* Texte fourni
- - - - - - -

Le Bénin lève le visa pour les croisiéristes : une stratégie audacieuse pour faire escale au‑dessus du tourisme

Le Bénin opère une révolution douce mais profonde dans sa stratégie touristique (Crédit image : Gouverneur du Bénin)


Les points clés :

  • Le Bénin accorde désormais une exemption de visa de 72 heures pour les passagers de croisières en escale à Cotonou.

  • Trois grands navires (Seabourn Sojourn, Crystal Symphony, SH Diana) ont fait escale en 2025, démontrant le potentiel croissant du secteur.

  • Cette mesure s’inscrit dans une stratégie visant à faire du Bénin une escale haut de gamme incontournable en Afrique de l’Ouest.


La décision béninoise d’ouvrir ses portes aux croisiéristes sans visa pendant 72 heures résulte d’un calcul économique finement calibré. Annoncée par le gouvernement le 30 juillet 2025, cette exemption est applicable aux passagers des navires faisant escale à Cotonou et pris en charge par une agence de voyages agréée. Elle s’accompagne d’un protocole d’accueil assuré par la Police Républicaine et les autorités portuaires pour garantir un débarquement fluide et sécurisé.

- - - - - - -

* Extraits du jeu de données
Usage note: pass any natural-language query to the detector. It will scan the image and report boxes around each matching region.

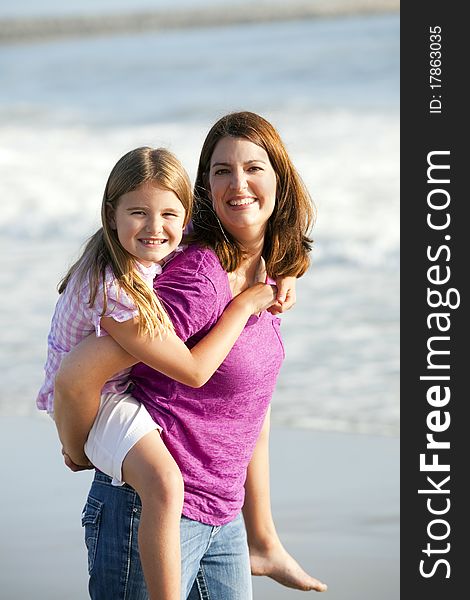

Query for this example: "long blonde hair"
[58,146,192,337]
[188,111,315,278]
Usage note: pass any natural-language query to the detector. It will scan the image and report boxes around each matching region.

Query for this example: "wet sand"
[0,417,399,600]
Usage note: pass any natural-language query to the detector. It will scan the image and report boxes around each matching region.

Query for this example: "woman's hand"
[268,277,297,315]
[233,283,277,315]
[62,448,95,473]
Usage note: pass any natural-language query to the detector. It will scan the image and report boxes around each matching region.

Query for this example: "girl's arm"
[54,284,275,465]
[101,283,276,387]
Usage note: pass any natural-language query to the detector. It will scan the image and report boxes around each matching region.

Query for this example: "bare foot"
[250,544,327,592]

- - - - - - -

* Description du problème
Dans le texte sur le visa levé par le Bénin pour les croisiéristes, reprenez sous forme de liste courte le paragraphe qui commence par « La décision béninoise d'ouvrir ses portes », en gardant ses faits principaux.

* Résultat obtenu
- Le Bénin laisse entrer les croisiéristes sans visa pendant 72 heures, une décision qui repose sur un calcul économique précis.
- Le gouvernement l'a annoncée le 30 juillet 2025.
- Elle vaut pour les passagers des navires en escale à Cotonou, pris en charge par une agence de voyages agréée.
- La Police Républicaine et les autorités portuaires assurent l'accueil pour que le débarquement se passe sans accroc et en sécurité.